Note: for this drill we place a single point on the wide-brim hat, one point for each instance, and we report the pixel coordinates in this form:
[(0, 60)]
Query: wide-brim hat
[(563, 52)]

---

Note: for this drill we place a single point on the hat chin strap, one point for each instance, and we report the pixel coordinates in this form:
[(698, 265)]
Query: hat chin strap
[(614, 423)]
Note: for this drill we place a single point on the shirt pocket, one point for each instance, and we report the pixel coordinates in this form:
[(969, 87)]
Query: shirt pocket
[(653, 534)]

* [Exercise] Collect each line of the listing above that contains the word "report", matching its capitalization exactly.

* [Response]
Note: for this drill we place a single point on the wide-brim hat, one point for each instance, and we report the pixel coordinates in this form:
Note: for this drill we place a single point on the hat chin strap, one point for each instance, and we report the pixel coordinates in this form:
Note: for this drill we place a single point on the shirt pocket, one point for each instance, and we report the pixel coordinates in this form:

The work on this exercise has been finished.